The city of Aspen is drafting an ordinance that would ban all flavored tobacco sales within town limits, including menthol cigarettes and many types of chew and vaping products.
City council members expressed full support of the measure, which would not need to go to voters to be enacted, at a work session on Tuesday.
The initiative is being led by Risa Turetsky with Pitkin County Public Health and Dr. Kim Levin, medical officer for the Pitkin County Board of Health. Levin helped pass Aspen’s tobacco retail licence ordinance in 2017, which restricted sales to those over 21 years old and imposed new local taxes.
Levin said flavored tobacco products are a clear manipulation to hook young customers.
“Once a child is addicted to nicotine they are a lifetime customer,” she said.
The measure would be an update to Aspen’s existing retail license regulations, and would affect a handful of businesses in town.
Now that the council has given the go ahead to start working on the ordinance, the city will be reaching out to the relevant vendors in town.
“We will be inviting them to be present at the council meetings where the new ordinance will be introduced, as well as for the public hearing on the topic which will come later this spring,” said CJ Oliver, Aspen’s environmental health and sustainability director.
Neither Aspen gas station convenience store sells any vaping products. A clerk at the Aspen Conoco station said that “wintergreen” is their most popular Skoal smokeless tobacco flavor and that they also sell a variety of flavored cigarillos. Both products would likely be banned from the shelves under the proposed ordinance.
The law would be based off one passed in San Francisco that includes all types of flavored tobacco products including cigarettes, e-cigarettes, chewing tobacco and cigars. All flavors, including menthol and spice flavors such as clove, would be banned.
The fiscal impacts are hard to calculate. While the city receives $3.10 per pack of cigarettes sold and a 40 percent sales tax on other products, the percentage of those sales that involve flavored items are not reported, according to city finance director Pete Strecker. Presumably the loss of sales would mean a loss of sales tax, but that tax brought in $100,000 more than was predicted in its first year.
· · ·
### Task objective:
Repeat the passage of the Aspen flavored tobacco article word for word, from "The city of" up to and including "hook young customers.".
· · ·
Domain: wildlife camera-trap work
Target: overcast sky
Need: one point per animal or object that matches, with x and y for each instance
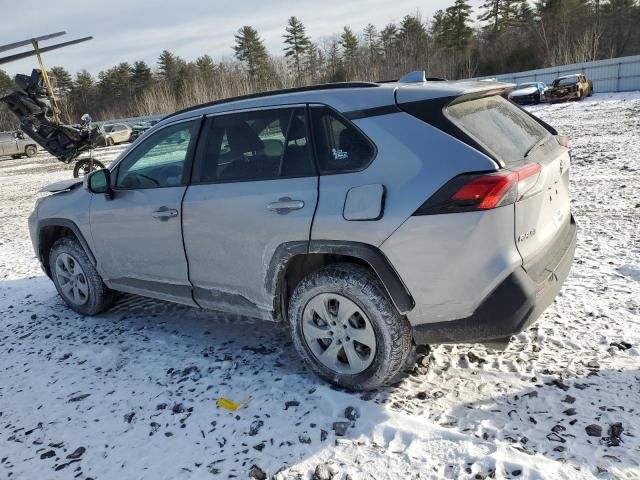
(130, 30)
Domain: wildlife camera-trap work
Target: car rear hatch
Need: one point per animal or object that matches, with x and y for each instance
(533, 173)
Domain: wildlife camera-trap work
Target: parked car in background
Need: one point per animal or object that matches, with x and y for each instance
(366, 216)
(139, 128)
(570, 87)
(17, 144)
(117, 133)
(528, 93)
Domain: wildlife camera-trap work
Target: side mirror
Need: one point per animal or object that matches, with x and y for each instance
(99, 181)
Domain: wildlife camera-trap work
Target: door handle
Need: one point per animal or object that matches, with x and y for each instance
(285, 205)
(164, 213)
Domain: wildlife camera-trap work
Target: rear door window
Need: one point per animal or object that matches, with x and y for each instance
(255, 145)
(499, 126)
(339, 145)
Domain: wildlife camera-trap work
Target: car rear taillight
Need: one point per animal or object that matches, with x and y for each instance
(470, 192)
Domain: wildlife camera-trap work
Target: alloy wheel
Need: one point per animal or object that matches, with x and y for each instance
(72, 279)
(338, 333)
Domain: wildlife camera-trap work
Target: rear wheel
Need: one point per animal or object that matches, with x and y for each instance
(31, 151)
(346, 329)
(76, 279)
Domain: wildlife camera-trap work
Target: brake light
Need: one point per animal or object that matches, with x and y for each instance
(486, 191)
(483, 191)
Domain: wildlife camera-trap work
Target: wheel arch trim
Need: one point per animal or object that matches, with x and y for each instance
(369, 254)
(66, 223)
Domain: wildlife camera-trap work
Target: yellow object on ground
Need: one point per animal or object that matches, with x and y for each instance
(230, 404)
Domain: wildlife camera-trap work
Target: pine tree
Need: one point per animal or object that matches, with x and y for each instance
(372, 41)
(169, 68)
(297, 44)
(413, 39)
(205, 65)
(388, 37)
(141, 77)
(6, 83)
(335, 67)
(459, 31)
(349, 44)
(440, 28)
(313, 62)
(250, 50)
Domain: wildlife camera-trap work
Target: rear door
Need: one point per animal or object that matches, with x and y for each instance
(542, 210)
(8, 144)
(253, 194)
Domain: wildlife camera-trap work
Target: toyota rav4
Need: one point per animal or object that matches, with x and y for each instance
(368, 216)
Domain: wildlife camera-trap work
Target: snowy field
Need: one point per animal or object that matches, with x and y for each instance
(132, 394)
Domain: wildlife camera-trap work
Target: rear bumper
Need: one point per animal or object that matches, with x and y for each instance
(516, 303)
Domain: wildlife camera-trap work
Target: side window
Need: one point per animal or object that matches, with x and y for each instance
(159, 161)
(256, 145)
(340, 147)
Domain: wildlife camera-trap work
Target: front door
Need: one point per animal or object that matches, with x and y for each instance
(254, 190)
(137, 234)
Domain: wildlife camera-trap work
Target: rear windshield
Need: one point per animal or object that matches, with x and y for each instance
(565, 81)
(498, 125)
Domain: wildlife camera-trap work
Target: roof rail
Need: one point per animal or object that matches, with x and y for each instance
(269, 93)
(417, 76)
· · ·
### Reply:
The city of Aspen is drafting an ordinance that would ban all flavored tobacco sales within town limits, including menthol cigarettes and many types of chew and vaping products.
City council members expressed full support of the measure, which would not need to go to voters to be enacted, at a work session on Tuesday.
The initiative is being led by Risa Turetsky with Pitkin County Public Health and Dr. Kim Levin, medical officer for the Pitkin County Board of Health. Levin helped pass Aspen’s tobacco retail licence ordinance in 2017, which restricted sales to those over 21 years old and imposed new local taxes.
Levin said flavored tobacco products are a clear manipulation to hook young customers.